(Excerpts from point annotation data)

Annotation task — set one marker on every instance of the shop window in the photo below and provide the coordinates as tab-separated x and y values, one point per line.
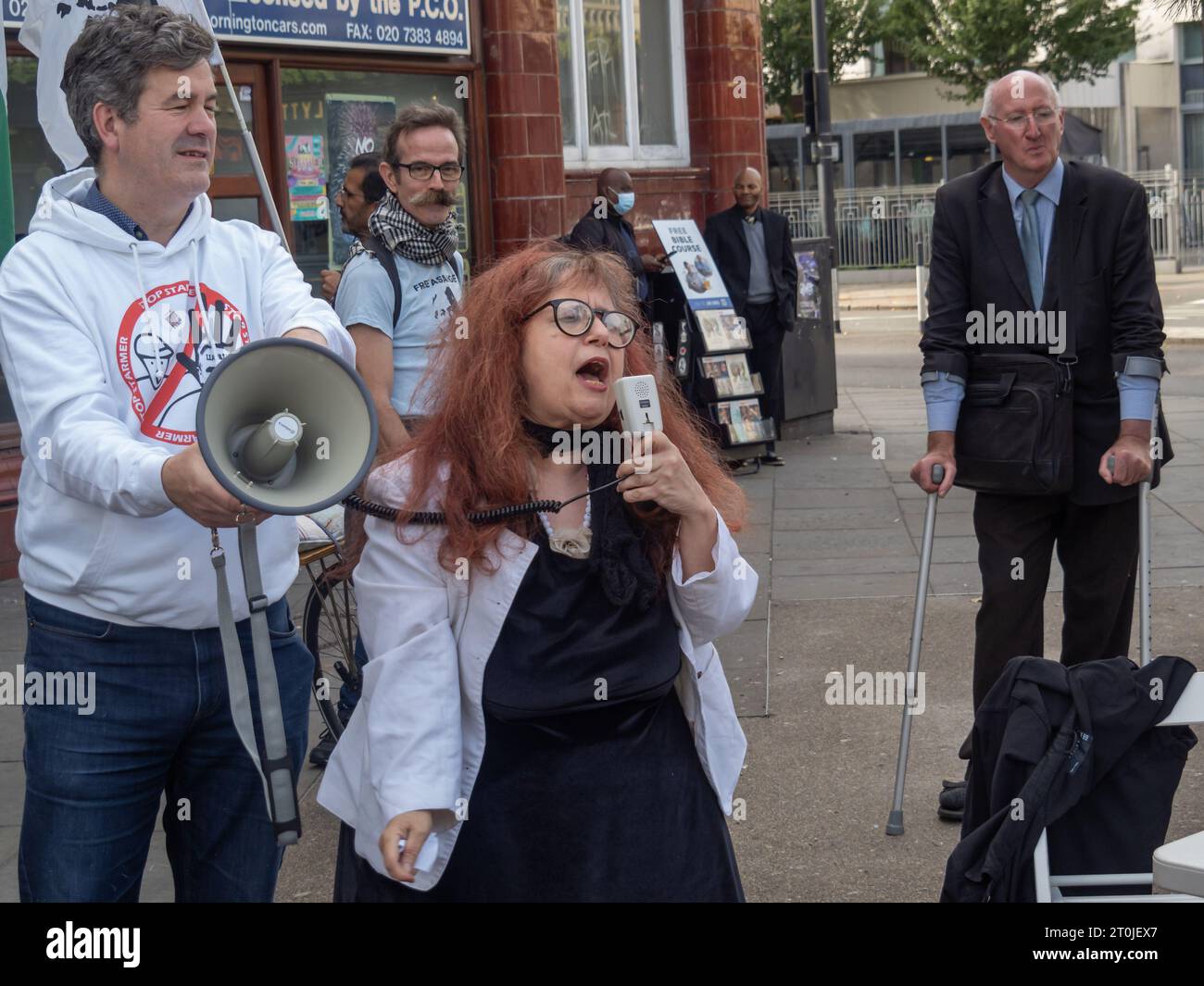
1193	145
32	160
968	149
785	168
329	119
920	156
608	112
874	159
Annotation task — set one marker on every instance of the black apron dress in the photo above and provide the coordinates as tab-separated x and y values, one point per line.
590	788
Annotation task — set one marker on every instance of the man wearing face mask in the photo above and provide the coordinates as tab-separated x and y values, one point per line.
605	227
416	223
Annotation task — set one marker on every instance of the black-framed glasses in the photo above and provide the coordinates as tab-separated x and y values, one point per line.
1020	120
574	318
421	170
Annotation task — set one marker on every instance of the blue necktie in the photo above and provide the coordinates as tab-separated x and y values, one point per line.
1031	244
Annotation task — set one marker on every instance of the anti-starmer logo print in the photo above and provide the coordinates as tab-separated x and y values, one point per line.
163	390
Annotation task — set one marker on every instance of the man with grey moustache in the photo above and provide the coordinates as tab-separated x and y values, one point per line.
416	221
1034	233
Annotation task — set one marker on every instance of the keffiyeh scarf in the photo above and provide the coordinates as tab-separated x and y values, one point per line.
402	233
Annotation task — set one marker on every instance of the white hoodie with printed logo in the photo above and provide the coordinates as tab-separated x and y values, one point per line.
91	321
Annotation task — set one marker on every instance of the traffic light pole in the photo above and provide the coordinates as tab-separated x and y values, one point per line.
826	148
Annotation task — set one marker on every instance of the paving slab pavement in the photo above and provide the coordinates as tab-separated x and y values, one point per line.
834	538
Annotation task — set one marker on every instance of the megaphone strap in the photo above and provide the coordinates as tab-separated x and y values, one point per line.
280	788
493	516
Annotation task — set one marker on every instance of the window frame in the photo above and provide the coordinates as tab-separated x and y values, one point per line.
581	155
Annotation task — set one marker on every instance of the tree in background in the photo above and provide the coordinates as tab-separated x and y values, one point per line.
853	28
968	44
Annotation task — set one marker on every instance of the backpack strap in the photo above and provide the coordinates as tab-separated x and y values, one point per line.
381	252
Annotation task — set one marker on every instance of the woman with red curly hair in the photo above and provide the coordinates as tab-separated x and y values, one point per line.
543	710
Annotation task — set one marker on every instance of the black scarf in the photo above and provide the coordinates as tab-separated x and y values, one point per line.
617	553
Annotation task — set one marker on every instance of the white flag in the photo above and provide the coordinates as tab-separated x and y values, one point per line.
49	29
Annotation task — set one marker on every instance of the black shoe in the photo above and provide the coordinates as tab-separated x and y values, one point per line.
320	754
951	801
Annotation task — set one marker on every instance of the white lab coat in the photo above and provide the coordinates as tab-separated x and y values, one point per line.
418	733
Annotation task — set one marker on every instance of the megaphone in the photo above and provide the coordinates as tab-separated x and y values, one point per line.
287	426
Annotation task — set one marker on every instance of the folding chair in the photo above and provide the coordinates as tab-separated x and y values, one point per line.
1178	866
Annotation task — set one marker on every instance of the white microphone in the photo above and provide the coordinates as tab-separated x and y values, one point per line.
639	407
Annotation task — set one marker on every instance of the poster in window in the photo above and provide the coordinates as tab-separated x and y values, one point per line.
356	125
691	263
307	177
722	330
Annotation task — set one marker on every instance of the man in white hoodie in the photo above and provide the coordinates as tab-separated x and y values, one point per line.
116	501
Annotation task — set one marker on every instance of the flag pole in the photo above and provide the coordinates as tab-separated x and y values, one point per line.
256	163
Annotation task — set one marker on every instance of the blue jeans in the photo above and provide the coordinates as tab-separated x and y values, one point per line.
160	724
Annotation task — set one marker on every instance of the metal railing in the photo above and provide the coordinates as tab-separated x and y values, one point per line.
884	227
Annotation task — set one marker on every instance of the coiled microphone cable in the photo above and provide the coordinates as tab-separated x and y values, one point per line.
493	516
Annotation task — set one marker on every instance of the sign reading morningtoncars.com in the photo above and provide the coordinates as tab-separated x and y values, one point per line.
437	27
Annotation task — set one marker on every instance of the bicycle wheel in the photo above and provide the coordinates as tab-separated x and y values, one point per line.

**Short task:** Reproduce every record word for word. The copy must contain no pictures.

**Exercise answer:**
Annotation task — set one marker on every instance of the shop window in the photo below and provide the coordinates as tab-separated x and y values, one point per line.
1193	145
32	160
968	149
785	168
329	119
920	156
608	112
874	159
Annotation task — set one marker on every instance of the black apron dress in the photo above and provide the coordinates as tab-separated x and y values, one point per line.
590	788
Annotation task — set one marker on every instance of the man wearing face mask in the photo above and provide the coordinates as tab-separated x and y values, one point per line.
605	227
416	223
Annotation task — set one marker on every instance of the black-framed glasses in the photo above and provide the coordinates as tab-separated x and y values, one point per line.
1020	120
574	318
421	170
Annotation task — set one marker on every instance of the blue necktie in the photo above and provide the coordinates as tab-separated x and y values, one point per line.
1031	244
Annotation task — set one marker on every instance of the anti-starmer logo print in the photo above and provide the coordinates as tab-separated x and y values, one point per line.
163	390
Annotation task — set one marker on every instance of the man with grey moustache in the photo above and provide the coordinates as tab-separated x and y values, one point per line.
416	221
1034	233
Annotation task — set one marker on every instance of the keffiyeh scarf in the photo above and provide the coordinates as tab-separated x and y values, one point per line.
402	233
Annotation task — set one marker on every instance of the white hoodie with printed logo in the photo above and provide the coordinates as tab-separated x and y values, one point per line.
91	321
Annotation task — set one marker on every instance of the traffic light pole in the photo above and provide the coordinates as tab-separated x and y values, one point per line.
826	148
Annotation task — set one marker on every instance of the paving slab pavement in the photo above and provide the coordinates as tab-separated x and y values, one point per line.
834	538
Annotation task — set one marker on every instance of the megaphone strap in the photo above and provide the coordinates as tab-separated x and y values, one point per line.
280	788
493	516
Annotation task — set one marker on every instance of the window frame in the photo above and provide the coordinates as tab-separated x and y values, one point per line.
581	155
Annotation task — set one marker on every instance of the tree in background in the photo above and provide the coordinates as tab-separated x and y values, one point per line.
853	28
968	44
Annotation task — set one marker on every instance of the backpack strap in the photo above and provide the coordinates as tab-separated x and y values, one point per line.
381	252
Annotation task — set one marker on every instance of the woman with red curly hair in the photo above and provide the coordinates as tab-separated x and y values, one point per line.
543	710
Annotation task — set one marker on every instance of the black scarf in the photo above and provide the coordinates as tab-separated x and y values, one point per line.
617	553
Annotation task — set one marker on every instance of the white flag in the photo above and provide the coordinates as tab-separated x and y values, one point per line.
49	29
Annotation task — set one marker on every instance of the black shoe in the photo above and provide the coordinates as tab-separated x and y values, one point per line.
320	754
951	801
Annotation task — set one marker on every instance of the white lab coat in the photo above and provide the coordinates as tab-separated x and y values, one point per line.
418	733
Annotation task — set one marker on every instance of the megaphone in the photo above and provide the coordinates as tab-separated x and y values, one point per line.
287	426
Annotation task — set one marker on every instance of the folding chair in the photo above and provide the coordinates as tab-separated x and y values, one point per line.
1178	866
Annotation task — set one marker on every instance of the white microphone in the photo above and provide the coordinates as tab-separated x and y values, one point per line.
639	407
Annotation task — set one marker on every instance of the poster in window in the photo above and provide the coordinates as tab-separated x and y values, one point per line.
356	125
691	263
307	177
722	330
Annotation task — set one marker on every instance of the man in white hoodie in the photo above and provide the coordinates as tab-separated x and y values, one point per line.
116	501
Annotation task — set one marker on every instance of the flag pole in the photo above and provide the coordinates as tab-separated x and y values, one point per line.
256	163
Annotation task — set one marker on every instance of the blue jeans in the photo above and provide the coordinates as tab-separated x and y values, one point per line.
160	724
Annotation task — set one marker on every instance of the metal railing in the photo above and provide the coordinates as tab-separated x and y values, one point per line.
884	227
Annotation task — set one marker on every instance of the coiled microphone cable in the photo above and provide the coordinates as tab-separated x and y values, one point per line.
493	516
Annotation task — set one marker on every instance of the sign reading morningtoncars.com in the photo above and provide the coordinates as tab-separated x and y values, one point per line.
437	27
Annotation task — set one marker on every instance of the bicycle wheel in the photo above and provide the coordinates as tab-separated x and y values, one point per line.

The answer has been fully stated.